Reproduce the following lines word for word across all the records, leaving out the pictures.

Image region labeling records
* Begin *

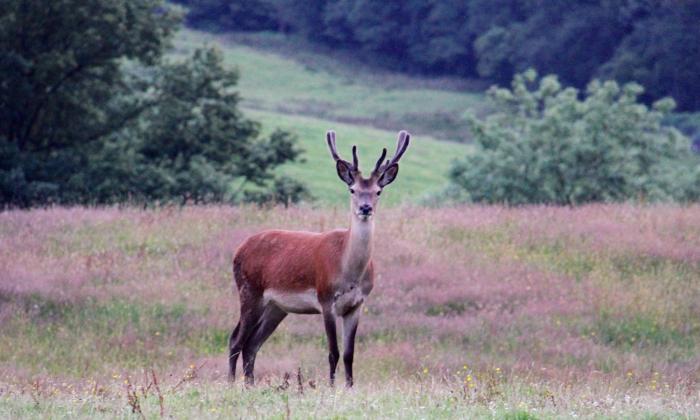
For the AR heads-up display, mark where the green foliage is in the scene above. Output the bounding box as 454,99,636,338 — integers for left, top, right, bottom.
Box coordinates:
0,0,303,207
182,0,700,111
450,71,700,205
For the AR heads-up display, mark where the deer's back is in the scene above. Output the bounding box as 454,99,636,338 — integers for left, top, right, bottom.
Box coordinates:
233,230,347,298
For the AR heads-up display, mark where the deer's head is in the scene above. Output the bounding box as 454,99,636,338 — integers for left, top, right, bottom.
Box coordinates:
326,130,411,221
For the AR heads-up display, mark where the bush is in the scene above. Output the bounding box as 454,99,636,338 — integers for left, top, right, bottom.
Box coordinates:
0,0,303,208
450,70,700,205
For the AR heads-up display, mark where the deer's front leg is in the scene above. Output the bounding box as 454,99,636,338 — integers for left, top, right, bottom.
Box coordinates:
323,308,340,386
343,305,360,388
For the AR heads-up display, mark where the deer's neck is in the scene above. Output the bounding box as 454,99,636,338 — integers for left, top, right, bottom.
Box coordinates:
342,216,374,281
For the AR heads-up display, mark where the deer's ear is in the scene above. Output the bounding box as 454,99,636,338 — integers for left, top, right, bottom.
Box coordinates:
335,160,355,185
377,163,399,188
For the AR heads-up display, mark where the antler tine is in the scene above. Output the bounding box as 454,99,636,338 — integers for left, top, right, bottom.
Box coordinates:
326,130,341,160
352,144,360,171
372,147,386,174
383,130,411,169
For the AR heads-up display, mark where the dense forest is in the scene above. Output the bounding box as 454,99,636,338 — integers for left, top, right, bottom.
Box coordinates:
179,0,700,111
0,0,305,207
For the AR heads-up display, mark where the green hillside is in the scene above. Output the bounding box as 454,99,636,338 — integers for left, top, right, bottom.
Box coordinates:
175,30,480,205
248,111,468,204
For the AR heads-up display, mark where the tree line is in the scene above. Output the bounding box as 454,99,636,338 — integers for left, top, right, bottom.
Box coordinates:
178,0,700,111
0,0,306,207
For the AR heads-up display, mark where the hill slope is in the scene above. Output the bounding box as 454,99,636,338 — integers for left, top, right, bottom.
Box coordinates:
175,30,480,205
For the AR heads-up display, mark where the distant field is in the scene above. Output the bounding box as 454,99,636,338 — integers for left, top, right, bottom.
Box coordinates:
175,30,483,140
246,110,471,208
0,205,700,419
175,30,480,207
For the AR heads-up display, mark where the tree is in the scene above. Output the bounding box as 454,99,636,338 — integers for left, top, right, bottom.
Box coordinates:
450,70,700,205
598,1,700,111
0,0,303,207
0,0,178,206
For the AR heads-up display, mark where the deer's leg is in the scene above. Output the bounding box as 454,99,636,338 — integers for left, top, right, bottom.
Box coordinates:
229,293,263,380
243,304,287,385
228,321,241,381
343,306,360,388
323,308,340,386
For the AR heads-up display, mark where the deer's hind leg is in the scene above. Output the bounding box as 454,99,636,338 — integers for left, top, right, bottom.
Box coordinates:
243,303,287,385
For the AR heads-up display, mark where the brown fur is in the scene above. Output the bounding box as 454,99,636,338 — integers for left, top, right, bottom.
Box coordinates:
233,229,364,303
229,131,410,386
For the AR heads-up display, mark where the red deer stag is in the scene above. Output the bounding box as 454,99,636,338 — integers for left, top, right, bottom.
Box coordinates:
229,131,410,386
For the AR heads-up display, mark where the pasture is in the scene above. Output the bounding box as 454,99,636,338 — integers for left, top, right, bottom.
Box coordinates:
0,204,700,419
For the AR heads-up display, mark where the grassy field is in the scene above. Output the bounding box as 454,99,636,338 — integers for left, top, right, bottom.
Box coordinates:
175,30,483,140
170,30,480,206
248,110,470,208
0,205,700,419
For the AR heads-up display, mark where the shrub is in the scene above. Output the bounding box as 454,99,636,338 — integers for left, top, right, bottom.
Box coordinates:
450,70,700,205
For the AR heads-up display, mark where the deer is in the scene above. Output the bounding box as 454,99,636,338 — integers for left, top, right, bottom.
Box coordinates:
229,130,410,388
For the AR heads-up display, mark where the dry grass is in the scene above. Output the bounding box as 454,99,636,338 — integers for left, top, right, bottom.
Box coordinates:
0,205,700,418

* End *

Task answer:
For the AR heads-up display, mark where the green foliage is in the scene above. Output the bounding box as 454,99,636,338 — integers for left, top, right, bottom.
Box coordinates:
0,0,303,207
182,0,700,111
450,71,700,205
For the AR heads-up display, mark where the deer's back is in the scene above. Output the bounding box as 454,99,636,338 — integers for left, top, right, bottom.
Box coordinates:
233,230,347,298
For the AR heads-up display, mark where the deer's head is in the scene above. Output the bounding box as 454,99,636,338 — integers for left, top, right, bottom.
Box coordinates:
326,130,411,221
For the AR heads-up display, mark where the bush is in the scene above. Output the bounding box as 454,99,636,338 — integers for left, top, right, bottom.
Box coordinates:
0,0,303,208
450,70,700,205
For the AR heads-up display, mark where the deer's front leg is in the scene above. Output the bounding box as 454,99,636,338 — integers for left, top, right, bottom.
Box coordinates:
323,308,340,386
343,305,360,388
For the AR heads-up display, mark where the deer's neck is in the scene above. Output the bounding box as 454,99,636,338 — integers for left, top, right, bottom.
Box coordinates:
342,216,374,281
For the AR heads-up display, mark where the deer's ear is in the scene above. Output the bounding box as 454,99,636,338 — integers for left, top, right, bottom.
Box coordinates:
335,160,355,185
377,163,399,188
For the AR heads-up display, mark where the antler tine is in the scene above. Output the bounding box as 454,99,636,338 — integers for left, top, right, bottom.
Box coordinates:
326,130,341,160
352,144,360,171
372,147,386,174
383,130,411,169
For the AR heads-up display, mark where the dense forest is in the scene above. Output the bounding box as 454,99,636,338 — integers for left, top, right, bottom.
Box coordinates:
179,0,700,111
0,0,305,207
For the AR heads-up display, mark where the green hillside is in the scene above. Output the bounding box as 454,99,636,338 — integers for left, top, right, bottom.
Box coordinates:
175,30,480,205
248,111,468,204
For the AR heads-up display, mark where the tree line is in the scene above. Output the bounding box as 454,99,636,338 — integers for left, top, right, bottom.
Box coordinates:
178,0,700,111
0,0,306,207
For the AR heads-up display, mark where the hill slope is in the scene above. Output the bounding box as 454,99,636,338 — integers for left, top, right, bottom.
Box coordinates:
175,30,480,205
For the AR heads-up display, mark where the distant field is in the scene above. Output the bounding box as 454,99,636,338 — integers for left, top, right, bottom.
Box coordinates:
175,30,483,140
246,110,471,208
0,205,700,419
175,30,480,207
For the AR heads-up display, mark where the tree is in the scene above. Output the bounding box as 454,99,636,338 — integers for left, top, right, bottom.
Box coordinates:
450,70,700,205
598,1,700,111
0,0,303,207
0,0,178,206
For the AR heads-up display, mark where the deer's leg is in the scene above. Output the bounding box as 454,99,636,338 — integers for left, top, right, bottom.
Box coordinates:
229,293,263,380
243,304,287,385
228,321,241,381
343,306,360,388
323,308,340,386
For the AR heads-up display, mark where the deer's hind leg is in the scene above. Output the bounding box as 454,99,636,338 — integers for left, top, right, bottom.
Box coordinates:
243,303,287,385
For the AR heads-up display, mark where the brown fur is in the scene above. Output the bounding box as 454,99,636,338 — integers for left, top, right, bottom.
Box coordinates:
233,229,364,303
229,131,410,386
For the AR heads-up display, mark where the red deer stag is in the scene above. Output the bounding box as 454,99,636,338 — integers for left, top, right, bottom.
Box coordinates:
229,131,410,386
For the AR heads-up display, mark where the pasture is in the scene above. Output the bounding box as 454,99,636,338 — integers for left, top, right, bottom.
Box coordinates:
0,204,700,419
For the AR heads-up display, mark where the grassy field is in the scene above. Output the bounding box as 454,99,636,338 — integers for left, top, right, bottom.
Box coordinates:
175,30,483,140
170,30,480,206
248,110,470,208
0,205,700,419
For the AR heads-up display, mark where the shrub is in the scene above. Output the bounding box as 454,99,636,338 — integers for left, top, right, bottom.
Box coordinates:
450,70,700,205
For the AR heads-up display, mark where the deer is in the scene above. Output the bounding box as 454,99,636,338 — integers for left, top, right, bottom.
Box coordinates:
229,130,410,388
For the AR heads-up display, mark where the dry grass is in the scene above. Output the bounding box as 454,99,636,338 — integers for left, top, right, bottom.
Box coordinates:
0,205,700,418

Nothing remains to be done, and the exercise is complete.